**Texto do exercício**
- - - - - - -

Théophile Gautier disse que “amar é admirar com o coração, e admirar é amar com o cérebro.”
Citado In “Estamos todos tão sozinhos” de Paulo Nogueira
Parei nesta frase porque me fez pensar. Automaticamente recapitulei as pessoas da minha vida, enumerando-as uma por uma num escrutínio vagaroso e crítico. O que fora que prendera tanta gente na gaveta das minhas memórias que em dias se atravanca a tal ponto de estravasar para a prateleira inferior, aquela que cai aos nossos pés quando sem pensar abrimos a porta de rompante, sem nada concreto a procurar?
Desde pequena que me deixo prender ás palavras dos outros. Desde muito pequena creio, porque recordo os boletins de avaliação da minha professora da primária no qual sempre referia aos meus pais, a estranha atitude da criança que preferia ler na sala ou ouvir a conversa dos adultos a brincar ao elástico ou à apanhada. Se não me falha a memória, deveria ter cerca de 10 anos quando “amei com o cérebro” pela primeira vez. Lembro o meu espanto e fascínio ao ouvir Miguel Torga a falar de trivialidades talvez, enquanto comia pastéis de bacalhau e bebia um copo de vinho verde, no café da rua que os meus pais frequentavam. Era um senhor, médico segundo sabia na altura que escrevia livros, dissera-me a minha mãe. E eu, sentada num banco alto de um balcão corrido tamborilava os pés na bancada, horas a fio num silêncio que assustava quem conhecia a minha incapacidade de estar calada. Ele falava bem. Era bonito, mas era a escolha das palavras como se fossem pedacinhos de ar multicolor que me prendia a respiração e soltava o espanto.

- - - - - - -

(Dados de localização de objetos em linguagem natural)
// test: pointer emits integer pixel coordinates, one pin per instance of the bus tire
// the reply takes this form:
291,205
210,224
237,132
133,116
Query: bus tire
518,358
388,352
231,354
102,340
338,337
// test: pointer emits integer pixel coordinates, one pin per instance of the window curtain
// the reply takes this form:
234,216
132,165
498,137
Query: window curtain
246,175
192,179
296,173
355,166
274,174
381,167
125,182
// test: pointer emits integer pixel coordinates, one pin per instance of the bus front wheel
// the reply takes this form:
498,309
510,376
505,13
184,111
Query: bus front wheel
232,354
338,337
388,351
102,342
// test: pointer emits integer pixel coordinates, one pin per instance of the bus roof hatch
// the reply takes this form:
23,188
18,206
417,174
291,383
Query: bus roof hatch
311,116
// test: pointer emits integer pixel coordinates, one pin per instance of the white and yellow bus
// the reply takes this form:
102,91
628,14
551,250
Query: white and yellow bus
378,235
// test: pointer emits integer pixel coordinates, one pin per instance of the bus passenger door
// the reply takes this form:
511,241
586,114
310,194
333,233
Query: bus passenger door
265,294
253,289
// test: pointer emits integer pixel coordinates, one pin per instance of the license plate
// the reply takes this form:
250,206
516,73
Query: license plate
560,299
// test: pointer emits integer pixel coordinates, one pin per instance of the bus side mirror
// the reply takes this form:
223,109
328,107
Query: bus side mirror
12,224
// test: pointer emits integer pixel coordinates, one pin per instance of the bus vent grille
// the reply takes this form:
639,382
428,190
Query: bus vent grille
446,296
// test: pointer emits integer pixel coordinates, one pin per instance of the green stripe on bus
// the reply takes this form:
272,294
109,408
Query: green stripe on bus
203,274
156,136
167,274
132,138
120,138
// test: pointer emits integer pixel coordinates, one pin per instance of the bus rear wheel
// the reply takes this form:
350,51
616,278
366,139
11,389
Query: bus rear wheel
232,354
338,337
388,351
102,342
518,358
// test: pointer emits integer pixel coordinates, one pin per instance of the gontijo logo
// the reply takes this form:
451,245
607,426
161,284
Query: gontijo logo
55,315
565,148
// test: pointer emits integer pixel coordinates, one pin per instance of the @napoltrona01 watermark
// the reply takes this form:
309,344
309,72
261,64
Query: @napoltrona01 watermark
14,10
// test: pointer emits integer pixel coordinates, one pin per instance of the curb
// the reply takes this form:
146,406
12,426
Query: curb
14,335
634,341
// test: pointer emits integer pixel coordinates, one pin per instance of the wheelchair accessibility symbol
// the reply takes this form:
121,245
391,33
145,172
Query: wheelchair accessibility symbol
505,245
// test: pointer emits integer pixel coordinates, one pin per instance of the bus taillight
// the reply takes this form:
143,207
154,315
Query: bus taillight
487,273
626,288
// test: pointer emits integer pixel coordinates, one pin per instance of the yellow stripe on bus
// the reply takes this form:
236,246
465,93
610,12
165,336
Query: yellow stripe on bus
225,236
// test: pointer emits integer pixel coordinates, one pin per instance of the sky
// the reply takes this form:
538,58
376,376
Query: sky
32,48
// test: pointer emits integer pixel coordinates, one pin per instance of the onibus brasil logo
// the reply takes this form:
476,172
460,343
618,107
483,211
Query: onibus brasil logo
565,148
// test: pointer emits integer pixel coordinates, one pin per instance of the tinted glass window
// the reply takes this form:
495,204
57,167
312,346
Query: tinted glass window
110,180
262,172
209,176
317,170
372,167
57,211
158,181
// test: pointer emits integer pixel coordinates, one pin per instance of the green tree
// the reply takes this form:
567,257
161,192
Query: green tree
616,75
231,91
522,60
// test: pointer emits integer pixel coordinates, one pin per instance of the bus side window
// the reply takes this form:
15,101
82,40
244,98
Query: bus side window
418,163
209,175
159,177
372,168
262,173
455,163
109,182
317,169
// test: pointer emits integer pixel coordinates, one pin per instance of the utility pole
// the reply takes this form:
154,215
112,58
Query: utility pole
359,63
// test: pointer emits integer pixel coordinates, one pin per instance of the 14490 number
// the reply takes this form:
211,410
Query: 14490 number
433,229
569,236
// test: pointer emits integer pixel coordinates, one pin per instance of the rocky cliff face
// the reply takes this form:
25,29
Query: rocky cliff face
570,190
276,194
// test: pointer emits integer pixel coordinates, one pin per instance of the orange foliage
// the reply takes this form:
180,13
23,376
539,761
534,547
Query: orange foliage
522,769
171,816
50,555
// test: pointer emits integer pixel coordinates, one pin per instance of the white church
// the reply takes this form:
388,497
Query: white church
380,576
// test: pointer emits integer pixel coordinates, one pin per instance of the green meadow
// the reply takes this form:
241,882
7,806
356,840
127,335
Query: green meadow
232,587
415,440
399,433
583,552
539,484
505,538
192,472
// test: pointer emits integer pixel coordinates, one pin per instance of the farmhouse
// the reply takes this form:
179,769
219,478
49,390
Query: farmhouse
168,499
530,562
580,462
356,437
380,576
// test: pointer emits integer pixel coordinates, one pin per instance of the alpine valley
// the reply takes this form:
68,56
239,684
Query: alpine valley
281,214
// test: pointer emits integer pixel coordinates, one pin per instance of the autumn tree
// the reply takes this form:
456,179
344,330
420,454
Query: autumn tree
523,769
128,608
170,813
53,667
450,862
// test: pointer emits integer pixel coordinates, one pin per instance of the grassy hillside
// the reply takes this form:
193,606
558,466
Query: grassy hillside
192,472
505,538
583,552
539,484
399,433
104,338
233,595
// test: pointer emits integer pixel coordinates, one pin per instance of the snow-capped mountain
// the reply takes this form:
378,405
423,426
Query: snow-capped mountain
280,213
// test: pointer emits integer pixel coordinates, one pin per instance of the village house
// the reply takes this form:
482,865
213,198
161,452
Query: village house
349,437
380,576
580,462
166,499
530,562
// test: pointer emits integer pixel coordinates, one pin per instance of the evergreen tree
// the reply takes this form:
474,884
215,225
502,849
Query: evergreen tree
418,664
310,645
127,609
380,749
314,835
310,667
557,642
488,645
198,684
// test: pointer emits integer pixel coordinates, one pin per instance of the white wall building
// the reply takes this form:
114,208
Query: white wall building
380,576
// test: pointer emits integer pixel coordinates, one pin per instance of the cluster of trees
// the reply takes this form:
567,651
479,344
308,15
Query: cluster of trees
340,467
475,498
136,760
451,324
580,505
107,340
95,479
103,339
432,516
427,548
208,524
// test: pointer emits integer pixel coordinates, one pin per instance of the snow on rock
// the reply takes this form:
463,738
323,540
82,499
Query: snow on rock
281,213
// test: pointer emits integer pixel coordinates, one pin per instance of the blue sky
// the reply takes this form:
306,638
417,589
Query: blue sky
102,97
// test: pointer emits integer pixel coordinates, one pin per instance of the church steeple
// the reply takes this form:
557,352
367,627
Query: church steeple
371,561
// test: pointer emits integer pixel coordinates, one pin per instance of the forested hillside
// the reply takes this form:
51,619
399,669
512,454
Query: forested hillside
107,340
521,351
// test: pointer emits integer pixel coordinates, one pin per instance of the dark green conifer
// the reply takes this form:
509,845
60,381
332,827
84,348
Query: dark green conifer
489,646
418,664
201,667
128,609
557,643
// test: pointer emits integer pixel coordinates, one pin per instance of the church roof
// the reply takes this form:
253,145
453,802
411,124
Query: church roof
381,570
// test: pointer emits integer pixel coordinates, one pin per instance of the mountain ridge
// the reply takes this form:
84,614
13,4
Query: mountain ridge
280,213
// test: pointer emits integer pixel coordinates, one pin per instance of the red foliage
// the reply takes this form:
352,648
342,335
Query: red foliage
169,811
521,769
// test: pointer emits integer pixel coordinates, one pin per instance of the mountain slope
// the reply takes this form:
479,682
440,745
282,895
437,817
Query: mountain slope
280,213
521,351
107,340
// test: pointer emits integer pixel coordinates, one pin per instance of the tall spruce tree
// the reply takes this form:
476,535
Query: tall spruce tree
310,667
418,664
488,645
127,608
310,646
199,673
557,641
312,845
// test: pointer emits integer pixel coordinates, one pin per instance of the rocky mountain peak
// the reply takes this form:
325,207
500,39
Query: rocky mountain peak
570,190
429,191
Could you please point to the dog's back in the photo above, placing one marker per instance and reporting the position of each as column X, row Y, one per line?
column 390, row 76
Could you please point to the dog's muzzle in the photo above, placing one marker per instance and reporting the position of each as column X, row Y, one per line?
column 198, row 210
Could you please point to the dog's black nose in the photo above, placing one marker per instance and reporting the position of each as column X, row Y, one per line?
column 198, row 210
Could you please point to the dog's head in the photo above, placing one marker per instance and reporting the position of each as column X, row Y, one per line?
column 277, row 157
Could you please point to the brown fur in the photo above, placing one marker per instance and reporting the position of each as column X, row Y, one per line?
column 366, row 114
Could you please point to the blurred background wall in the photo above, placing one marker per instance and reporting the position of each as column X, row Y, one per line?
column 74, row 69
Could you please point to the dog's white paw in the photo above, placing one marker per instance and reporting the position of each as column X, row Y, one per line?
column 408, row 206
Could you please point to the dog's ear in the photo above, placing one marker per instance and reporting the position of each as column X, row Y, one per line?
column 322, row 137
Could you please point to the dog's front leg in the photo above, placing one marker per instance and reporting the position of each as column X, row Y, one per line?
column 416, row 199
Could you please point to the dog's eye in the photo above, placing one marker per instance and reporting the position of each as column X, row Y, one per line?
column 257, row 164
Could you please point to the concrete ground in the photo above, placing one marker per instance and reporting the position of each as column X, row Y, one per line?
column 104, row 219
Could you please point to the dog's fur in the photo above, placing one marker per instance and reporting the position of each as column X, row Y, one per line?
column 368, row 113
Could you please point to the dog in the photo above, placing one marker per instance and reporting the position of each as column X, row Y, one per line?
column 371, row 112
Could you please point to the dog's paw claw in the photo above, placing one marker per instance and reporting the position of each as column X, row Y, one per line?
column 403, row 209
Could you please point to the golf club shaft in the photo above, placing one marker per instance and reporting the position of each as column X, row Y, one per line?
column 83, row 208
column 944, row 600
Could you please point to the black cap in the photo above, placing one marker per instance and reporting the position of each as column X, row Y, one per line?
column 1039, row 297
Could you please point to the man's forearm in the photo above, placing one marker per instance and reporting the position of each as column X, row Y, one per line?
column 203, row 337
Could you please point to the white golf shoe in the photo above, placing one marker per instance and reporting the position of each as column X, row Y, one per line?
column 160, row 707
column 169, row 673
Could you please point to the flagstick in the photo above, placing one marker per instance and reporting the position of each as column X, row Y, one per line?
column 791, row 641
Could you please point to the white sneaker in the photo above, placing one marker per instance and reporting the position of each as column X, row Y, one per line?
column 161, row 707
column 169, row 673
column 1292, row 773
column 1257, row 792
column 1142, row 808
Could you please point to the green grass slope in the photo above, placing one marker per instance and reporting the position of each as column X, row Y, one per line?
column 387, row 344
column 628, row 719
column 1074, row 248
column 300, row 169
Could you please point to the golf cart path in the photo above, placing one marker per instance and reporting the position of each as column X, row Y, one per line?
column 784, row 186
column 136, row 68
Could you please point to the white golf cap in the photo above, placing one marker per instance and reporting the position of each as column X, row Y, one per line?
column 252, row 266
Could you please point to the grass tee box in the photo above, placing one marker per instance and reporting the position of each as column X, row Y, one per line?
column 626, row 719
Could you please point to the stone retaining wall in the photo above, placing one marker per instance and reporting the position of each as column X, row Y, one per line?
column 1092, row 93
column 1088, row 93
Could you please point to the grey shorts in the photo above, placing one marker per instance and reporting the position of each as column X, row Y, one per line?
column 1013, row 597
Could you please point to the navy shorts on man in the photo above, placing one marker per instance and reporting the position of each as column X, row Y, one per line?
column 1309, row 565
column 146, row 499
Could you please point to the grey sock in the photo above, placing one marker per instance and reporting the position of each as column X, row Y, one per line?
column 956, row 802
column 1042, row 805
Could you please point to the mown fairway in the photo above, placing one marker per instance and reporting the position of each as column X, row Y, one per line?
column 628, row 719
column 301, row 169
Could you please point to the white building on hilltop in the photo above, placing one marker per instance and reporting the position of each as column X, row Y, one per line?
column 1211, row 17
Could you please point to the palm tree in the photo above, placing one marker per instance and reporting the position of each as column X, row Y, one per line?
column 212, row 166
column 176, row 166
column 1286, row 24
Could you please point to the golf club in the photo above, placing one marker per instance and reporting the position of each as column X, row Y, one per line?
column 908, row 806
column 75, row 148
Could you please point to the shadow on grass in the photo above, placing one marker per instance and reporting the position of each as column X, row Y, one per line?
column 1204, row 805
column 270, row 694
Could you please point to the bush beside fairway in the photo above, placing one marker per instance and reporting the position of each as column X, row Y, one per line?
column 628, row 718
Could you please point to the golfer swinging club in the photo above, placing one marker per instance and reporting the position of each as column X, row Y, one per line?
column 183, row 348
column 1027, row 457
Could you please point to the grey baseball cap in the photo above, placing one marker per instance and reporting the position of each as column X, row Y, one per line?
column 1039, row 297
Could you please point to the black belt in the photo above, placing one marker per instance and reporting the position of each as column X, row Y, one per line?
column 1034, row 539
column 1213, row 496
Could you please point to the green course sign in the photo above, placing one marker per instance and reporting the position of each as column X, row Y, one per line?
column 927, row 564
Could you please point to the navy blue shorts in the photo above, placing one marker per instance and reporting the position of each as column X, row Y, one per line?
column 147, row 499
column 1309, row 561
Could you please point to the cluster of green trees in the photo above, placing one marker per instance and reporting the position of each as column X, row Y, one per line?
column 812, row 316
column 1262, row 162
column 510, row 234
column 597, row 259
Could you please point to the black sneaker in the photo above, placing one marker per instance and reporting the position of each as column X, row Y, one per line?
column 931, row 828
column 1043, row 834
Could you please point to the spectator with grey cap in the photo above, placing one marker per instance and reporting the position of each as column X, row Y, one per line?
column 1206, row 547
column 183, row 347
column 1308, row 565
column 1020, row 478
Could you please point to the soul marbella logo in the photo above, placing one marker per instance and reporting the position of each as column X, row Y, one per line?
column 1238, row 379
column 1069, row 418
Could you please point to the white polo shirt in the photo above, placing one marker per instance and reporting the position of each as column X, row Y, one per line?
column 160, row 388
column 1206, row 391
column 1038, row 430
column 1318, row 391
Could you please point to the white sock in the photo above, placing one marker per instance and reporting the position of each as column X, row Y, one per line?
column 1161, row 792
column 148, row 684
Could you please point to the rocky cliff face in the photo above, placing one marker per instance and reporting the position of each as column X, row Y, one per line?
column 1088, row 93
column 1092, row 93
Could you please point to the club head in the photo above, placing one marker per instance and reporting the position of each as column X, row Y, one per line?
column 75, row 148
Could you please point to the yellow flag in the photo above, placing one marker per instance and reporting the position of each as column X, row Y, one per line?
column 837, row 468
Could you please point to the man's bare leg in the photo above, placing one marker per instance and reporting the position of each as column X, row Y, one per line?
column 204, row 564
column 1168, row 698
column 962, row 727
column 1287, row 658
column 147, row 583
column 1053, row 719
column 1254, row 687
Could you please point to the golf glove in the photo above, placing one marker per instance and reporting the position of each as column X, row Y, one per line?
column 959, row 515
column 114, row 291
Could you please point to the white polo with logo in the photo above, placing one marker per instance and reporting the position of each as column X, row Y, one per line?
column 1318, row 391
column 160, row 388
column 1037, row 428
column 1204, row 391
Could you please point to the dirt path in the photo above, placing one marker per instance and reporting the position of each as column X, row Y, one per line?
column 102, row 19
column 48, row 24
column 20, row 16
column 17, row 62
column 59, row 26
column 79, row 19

- - - - - - -

**Tarefa 1**
No texto do exercício, o que comia e bebia Miguel Torga no café?
**Tarefa 2**
Indique se cada afirmação concorda com o texto do exercício e cite as palavras do texto que o decidem: (a) A frase sobre amar e admirar é atribuída a Théophile Gautier. (b) Os boletins da professora referiam o gosto da criança por brincar ao elástico. (c) Enquanto ouvia Miguel Torga, quem narra estava sentado num banco alto.
**Tarefa 3**
Retome, por favor, o texto do exercício sobre a frase de Gautier e a memória de ouvir Miguel Torga, continuando a partir da última frase apresentada.

**Resposta 1**
Pastéis de bacalhau e um copo de vinho verde.

**Resposta 2**
(a) Sim: "Théophile Gautier disse que “amar é admirar com o coração, e admirar é amar com o cérebro.”"
(b) Não: "a estranha atitude da criança que preferia ler na sala ou ouvir a conversa dos adultos a brincar ao elástico ou à apanhada."
(c) Sim: "sentada num banco alto de um balcão corrido"

**Resposta 3**
À medida que comecei a ler e a escolher os meus escritores favoritos confessava-me, ambiciosa, mas em segredo, que era uma escritora. Anos mais tarde, na minha pré-adolescência a minha mãe informava o velho escritor que eu também escrevia. Ele, olhando simplesmente para mim, disse: - fazes bem! Não entendi na altura porque um homem que tratava a literatura por tu, se bastaria numa frase tão simples, para tristeza do meu espírito candidato a novelista.
Com o tempo percebi que escrever era apenas uma necessidade como dormir, comer ou ter sexo. Faria parte de mim apenas porque era algo que não conseguia evitar.
Gosto de palavras. De palavras bonitas, de palavras como pessoas com personalidade, qualidades e mau feitio.
Gosto de conversar. Gosto de ouvir e aprender. Gosto de me prender. Esqueço com facilidade os rostos e os trejeitos das pessoas, mas registo em pedra dura, qual mandamento aquilo que outros me contaram ou ensinaram. Citações, títulos, estórias, segredos e desabafos.
Gosto tanto de conhecer pessoas pelas suas palavras que confesso que por diversas vezes me senti reticente em passar, neste universo blogosférico ou virtual, á presença física das pessoas. Tenho, nas minhas relações um pânico atávico de ficar sem assunto, de cair num silêncio ensurdecedor da falta de vontade de contar, de partilhar, de ensinar e aprender. Ficarmos mudos entre olhos sem saber, ou pior, sem querer comunicar.
Há quem assuma o medo nas suas relações amorosas da velhice, das doenças, da falta de pica para fazer amor, do corpo cansado e sem jeito. De dois velhos sentados a ver a vida a passar em flashback. A mim, assassina-me a imagem de um casal sentado numa esplanada a jantar em profundo silêncio, ou pior, com cada um a ler o seu livro.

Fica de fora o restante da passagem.